*TASK TO COMPLETE:*
Present each line of the listing below as an item in a numbered list, omitting blank lines.

*GIVEN ENTRIES:*
· · · ·

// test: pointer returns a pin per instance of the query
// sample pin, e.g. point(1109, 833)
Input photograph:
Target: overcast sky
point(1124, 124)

· · · ·

*SOLUTION:*
1. // test: pointer returns a pin per instance of the query
2. // sample pin, e.g. point(1109, 833)
3. Input photograph:
4. Target: overcast sky
5. point(1124, 124)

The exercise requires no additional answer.